(Instructions for the task): Copy every line of the records below word for word, leaving out the pictures.

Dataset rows

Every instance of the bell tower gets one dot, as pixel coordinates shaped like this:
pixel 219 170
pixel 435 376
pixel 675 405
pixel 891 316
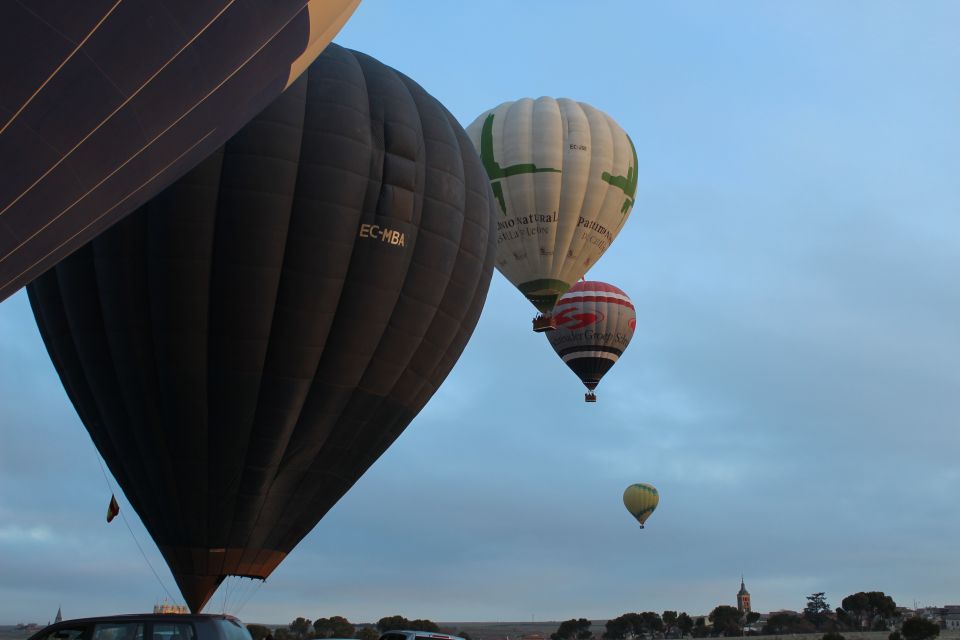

(Problem solution):
Every instance of the bell tower gets one dot, as pixel coordinates shaped like this:
pixel 219 170
pixel 435 376
pixel 675 405
pixel 891 316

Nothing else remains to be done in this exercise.